## [EXERCISE SET]
- A) Write out the part of the Drill code review email below between "On March 3, 2015, 4:21" and "2015, 4:21 p.m.)", inclusive.
- B) In the Drill code review email below, which method was changed so that it uses AssertionUtil.IsAssertionsEnabled() to decide whether to report?

I think it's great to report such things, but we should do them always or 
never. Not just on success. Reporting during test and development is fine. I've 
altered closeOutResources() so that it uses AssertionUtil.IsAssertionsEnabled() 
to determine whether we should report or not, rather than leaving it up to the 
caller.


- Chris


-----------------------------------------------------------
This is an automatically generated e-mail. To reply, visit:
https://reviews.apache.org/r/31435/#review74282
-----------------------------------------------------------


On March 3, 2015, 4:21 p.m., Chris Westin wrote:
> 
> -----------------------------------------------------------
> This is an automatically generated e-mail. To reply, visit:
> https://reviews.apache.org/r/31435/
> -----------------------------------------------------------
> 
> (Updated March 3, 2015, 4:21 p.m.)
> 
> 
> Review request for drill and Jacques Nadeau.
> 
> 
> Bugs: DRILL-2245
>     https://issues.apache.org/jira/browse/DRILL-2245
> 
> 
> Repository: drill-git
> 
> 
> Description
> -------
> 
> DRILL-2245-core: Clean up query setup and execution kickoff in 
> Foreman/WorkManager in order to ensure consistent handling, and avoid hangs 
> and races, with the goal of improving Drillbit robustness.
> 
>     I did my best to keep these clean when I split them up, but this core 
> commit
>     may depend on some minor changes in the hygiene commit that is also
>     associated with this bug, so either both should be applied, or neither.
>     The core commit should be applied first.
> 
>     AutoCloseables
>     - created org.apache.drill.common.AutoCloseables to handle closing these
>       quietly
> 
>     BaseTestQuery, and derivatives
>     - factored out pieces into QueryTestUtil so they can be reused
> 
>     Drillbit
>     - uses AutoCloseables for the WorkManager and for the storeProvider
>     - allow start() to take a RemoteServiceSet
>     - private, final, formatting
> 
>     Foreman
>        - does not need to implement Comparable
>     - does not need to implement Closeable
>     - thread blocking fixes
>     - add resultSent flag
>     - add code to log plan fragments with endpoint assignments
>     - added finals, cleaned up formatting
>     - do queue management in acquireQuerySemaphore; local tests pass
>     - rename getContext() to getQueryContext()
>     - retain DrillbitContext
>     - a couple of exception injections for testing
>     - minor formatting
>     - TODOs
> 
>     FragmentExecutor
>     - eliminated CancelableQuery
>     - common subexpression elimination
>     - cleaned up
> 
>     QueryContext
>     - removed unnecessary functions (with some outside classes tweaked for 
> this)

## [RAW DATA]
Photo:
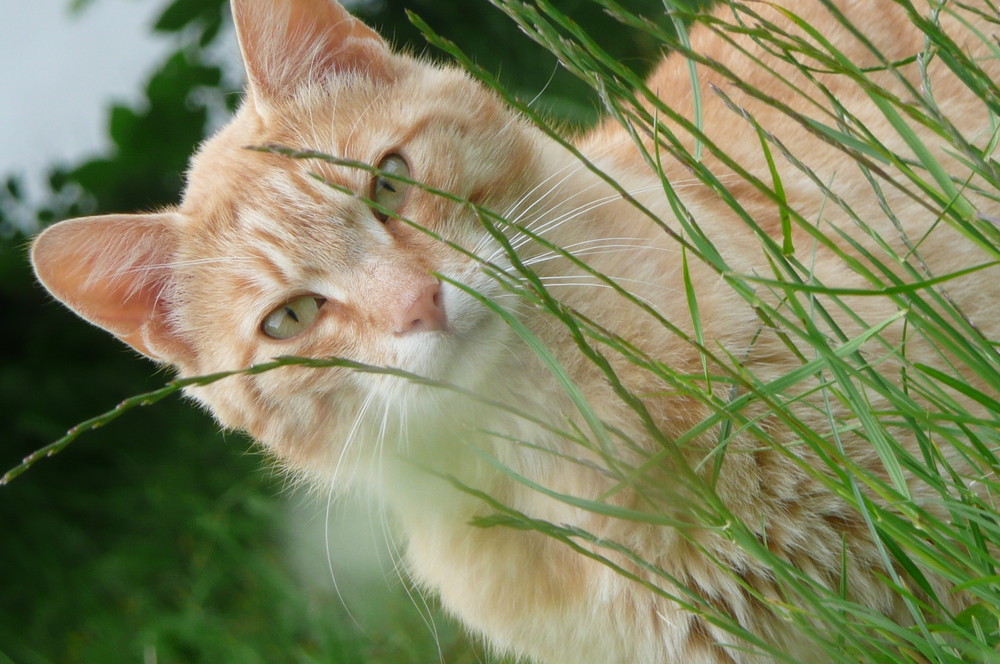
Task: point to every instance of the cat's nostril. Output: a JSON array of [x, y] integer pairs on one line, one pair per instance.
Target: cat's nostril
[[425, 313]]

## [FULL ANSWERS]
- A)
On March 3, 2015, 4:21 p.m., Chris Westin wrote:
> 
> -----------------------------------------------------------
> This is an automatically generated e-mail. To reply, visit:
> https://reviews.apache.org/r/31435/
> -----------------------------------------------------------
> 
> (Updated March 3, 2015, 4:21 p.m.)

- B) closeOutResources()